"""

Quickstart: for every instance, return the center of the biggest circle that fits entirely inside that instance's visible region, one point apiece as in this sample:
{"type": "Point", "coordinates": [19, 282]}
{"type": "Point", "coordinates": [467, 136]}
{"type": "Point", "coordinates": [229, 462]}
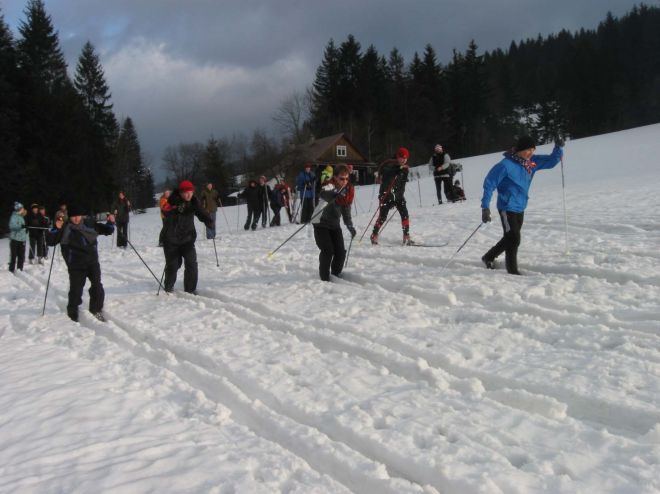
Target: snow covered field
{"type": "Point", "coordinates": [400, 378]}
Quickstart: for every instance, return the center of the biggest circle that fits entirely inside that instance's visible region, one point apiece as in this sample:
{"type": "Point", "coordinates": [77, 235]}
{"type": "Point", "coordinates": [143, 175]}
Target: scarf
{"type": "Point", "coordinates": [529, 165]}
{"type": "Point", "coordinates": [88, 233]}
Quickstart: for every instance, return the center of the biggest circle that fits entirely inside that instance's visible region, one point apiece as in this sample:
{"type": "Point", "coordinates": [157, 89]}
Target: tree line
{"type": "Point", "coordinates": [577, 84]}
{"type": "Point", "coordinates": [60, 141]}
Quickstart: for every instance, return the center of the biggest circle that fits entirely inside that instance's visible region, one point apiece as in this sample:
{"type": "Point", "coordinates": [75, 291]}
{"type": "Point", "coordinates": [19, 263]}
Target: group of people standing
{"type": "Point", "coordinates": [325, 209]}
{"type": "Point", "coordinates": [27, 225]}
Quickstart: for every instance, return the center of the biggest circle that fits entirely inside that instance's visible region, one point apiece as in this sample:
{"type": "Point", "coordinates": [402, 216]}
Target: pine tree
{"type": "Point", "coordinates": [9, 118]}
{"type": "Point", "coordinates": [130, 174]}
{"type": "Point", "coordinates": [215, 156]}
{"type": "Point", "coordinates": [325, 93]}
{"type": "Point", "coordinates": [40, 56]}
{"type": "Point", "coordinates": [50, 132]}
{"type": "Point", "coordinates": [93, 89]}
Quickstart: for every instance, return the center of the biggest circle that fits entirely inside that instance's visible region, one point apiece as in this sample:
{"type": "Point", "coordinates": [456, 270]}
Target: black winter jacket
{"type": "Point", "coordinates": [253, 196]}
{"type": "Point", "coordinates": [393, 180]}
{"type": "Point", "coordinates": [122, 207]}
{"type": "Point", "coordinates": [179, 222]}
{"type": "Point", "coordinates": [79, 245]}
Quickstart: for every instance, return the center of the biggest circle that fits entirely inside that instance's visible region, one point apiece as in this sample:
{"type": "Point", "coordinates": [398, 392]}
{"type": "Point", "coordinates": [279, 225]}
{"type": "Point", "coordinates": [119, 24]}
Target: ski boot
{"type": "Point", "coordinates": [488, 263]}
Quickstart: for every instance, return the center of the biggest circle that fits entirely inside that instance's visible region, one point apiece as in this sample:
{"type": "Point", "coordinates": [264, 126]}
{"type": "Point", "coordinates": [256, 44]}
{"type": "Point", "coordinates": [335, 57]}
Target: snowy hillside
{"type": "Point", "coordinates": [403, 377]}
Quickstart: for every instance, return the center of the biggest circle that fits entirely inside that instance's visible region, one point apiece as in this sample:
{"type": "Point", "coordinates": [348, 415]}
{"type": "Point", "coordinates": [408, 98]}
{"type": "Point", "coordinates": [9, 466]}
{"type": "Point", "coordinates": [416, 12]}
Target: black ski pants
{"type": "Point", "coordinates": [445, 182]}
{"type": "Point", "coordinates": [77, 279]}
{"type": "Point", "coordinates": [403, 212]}
{"type": "Point", "coordinates": [333, 253]}
{"type": "Point", "coordinates": [175, 255]}
{"type": "Point", "coordinates": [307, 210]}
{"type": "Point", "coordinates": [122, 233]}
{"type": "Point", "coordinates": [37, 245]}
{"type": "Point", "coordinates": [276, 215]}
{"type": "Point", "coordinates": [511, 224]}
{"type": "Point", "coordinates": [253, 217]}
{"type": "Point", "coordinates": [16, 255]}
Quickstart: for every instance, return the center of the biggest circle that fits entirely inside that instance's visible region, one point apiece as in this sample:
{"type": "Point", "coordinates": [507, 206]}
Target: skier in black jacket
{"type": "Point", "coordinates": [121, 208]}
{"type": "Point", "coordinates": [79, 249]}
{"type": "Point", "coordinates": [37, 224]}
{"type": "Point", "coordinates": [179, 235]}
{"type": "Point", "coordinates": [253, 196]}
{"type": "Point", "coordinates": [393, 174]}
{"type": "Point", "coordinates": [336, 198]}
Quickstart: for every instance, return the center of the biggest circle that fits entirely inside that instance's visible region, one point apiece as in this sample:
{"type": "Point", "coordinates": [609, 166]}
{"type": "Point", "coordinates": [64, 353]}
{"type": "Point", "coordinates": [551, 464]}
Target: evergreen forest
{"type": "Point", "coordinates": [574, 84]}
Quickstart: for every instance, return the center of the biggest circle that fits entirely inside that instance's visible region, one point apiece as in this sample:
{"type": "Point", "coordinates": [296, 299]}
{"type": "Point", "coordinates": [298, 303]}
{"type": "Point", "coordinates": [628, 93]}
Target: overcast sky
{"type": "Point", "coordinates": [184, 70]}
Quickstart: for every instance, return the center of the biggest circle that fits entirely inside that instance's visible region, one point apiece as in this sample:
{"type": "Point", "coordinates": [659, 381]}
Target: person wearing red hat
{"type": "Point", "coordinates": [179, 235]}
{"type": "Point", "coordinates": [512, 178]}
{"type": "Point", "coordinates": [78, 238]}
{"type": "Point", "coordinates": [393, 175]}
{"type": "Point", "coordinates": [440, 162]}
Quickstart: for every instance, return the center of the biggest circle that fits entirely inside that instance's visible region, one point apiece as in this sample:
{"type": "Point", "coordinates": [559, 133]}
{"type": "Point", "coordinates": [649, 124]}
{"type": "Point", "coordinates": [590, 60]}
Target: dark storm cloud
{"type": "Point", "coordinates": [184, 70]}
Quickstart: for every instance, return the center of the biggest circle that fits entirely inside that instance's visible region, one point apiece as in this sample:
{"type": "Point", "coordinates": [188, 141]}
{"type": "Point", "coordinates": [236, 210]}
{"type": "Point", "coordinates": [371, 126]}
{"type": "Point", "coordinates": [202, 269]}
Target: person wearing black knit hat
{"type": "Point", "coordinates": [393, 175]}
{"type": "Point", "coordinates": [80, 252]}
{"type": "Point", "coordinates": [179, 235]}
{"type": "Point", "coordinates": [512, 178]}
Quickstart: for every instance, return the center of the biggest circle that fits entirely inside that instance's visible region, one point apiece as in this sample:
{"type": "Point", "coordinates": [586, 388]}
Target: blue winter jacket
{"type": "Point", "coordinates": [306, 183]}
{"type": "Point", "coordinates": [17, 229]}
{"type": "Point", "coordinates": [512, 181]}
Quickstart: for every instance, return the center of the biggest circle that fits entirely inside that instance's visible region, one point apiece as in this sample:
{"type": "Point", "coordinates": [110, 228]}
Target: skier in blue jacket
{"type": "Point", "coordinates": [306, 187]}
{"type": "Point", "coordinates": [512, 178]}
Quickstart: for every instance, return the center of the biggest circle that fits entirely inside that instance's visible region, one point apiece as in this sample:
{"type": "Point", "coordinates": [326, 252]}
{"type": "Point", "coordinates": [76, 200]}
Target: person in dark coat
{"type": "Point", "coordinates": [179, 236]}
{"type": "Point", "coordinates": [336, 197]}
{"type": "Point", "coordinates": [264, 199]}
{"type": "Point", "coordinates": [252, 194]}
{"type": "Point", "coordinates": [17, 237]}
{"type": "Point", "coordinates": [120, 209]}
{"type": "Point", "coordinates": [80, 252]}
{"type": "Point", "coordinates": [512, 178]}
{"type": "Point", "coordinates": [393, 175]}
{"type": "Point", "coordinates": [36, 223]}
{"type": "Point", "coordinates": [277, 202]}
{"type": "Point", "coordinates": [459, 193]}
{"type": "Point", "coordinates": [46, 224]}
{"type": "Point", "coordinates": [210, 199]}
{"type": "Point", "coordinates": [440, 162]}
{"type": "Point", "coordinates": [305, 185]}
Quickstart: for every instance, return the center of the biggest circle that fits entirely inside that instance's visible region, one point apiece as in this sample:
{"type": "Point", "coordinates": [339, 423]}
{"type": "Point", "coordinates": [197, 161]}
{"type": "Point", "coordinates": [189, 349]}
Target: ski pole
{"type": "Point", "coordinates": [146, 265]}
{"type": "Point", "coordinates": [161, 281]}
{"type": "Point", "coordinates": [388, 220]}
{"type": "Point", "coordinates": [222, 209]}
{"type": "Point", "coordinates": [348, 252]}
{"type": "Point", "coordinates": [462, 245]}
{"type": "Point", "coordinates": [299, 208]}
{"type": "Point", "coordinates": [50, 270]}
{"type": "Point", "coordinates": [371, 201]}
{"type": "Point", "coordinates": [238, 214]}
{"type": "Point", "coordinates": [380, 205]}
{"type": "Point", "coordinates": [217, 263]}
{"type": "Point", "coordinates": [270, 254]}
{"type": "Point", "coordinates": [563, 193]}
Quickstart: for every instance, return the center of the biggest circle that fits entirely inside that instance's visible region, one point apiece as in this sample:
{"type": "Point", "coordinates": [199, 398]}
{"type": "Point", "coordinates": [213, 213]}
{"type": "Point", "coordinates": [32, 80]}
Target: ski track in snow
{"type": "Point", "coordinates": [392, 356]}
{"type": "Point", "coordinates": [402, 376]}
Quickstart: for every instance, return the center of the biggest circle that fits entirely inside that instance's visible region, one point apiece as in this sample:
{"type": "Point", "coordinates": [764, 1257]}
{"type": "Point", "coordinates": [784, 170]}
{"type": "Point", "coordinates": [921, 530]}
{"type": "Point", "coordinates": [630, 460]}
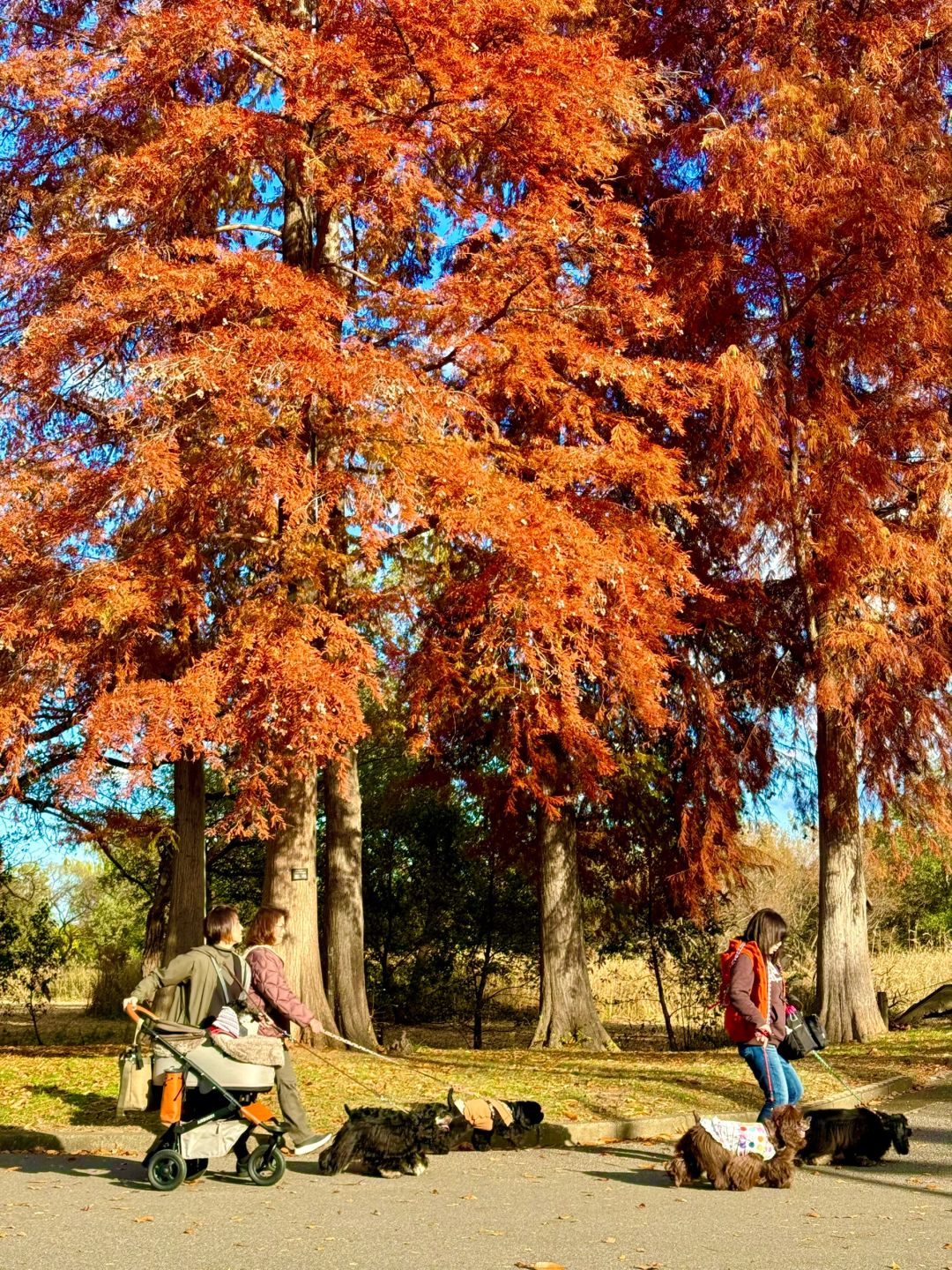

"""

▶ [TASK PROMPT]: Count the lines in the material above that contain the word "black", and reply with the number alone.

▶ [FINAL RESULT]: 4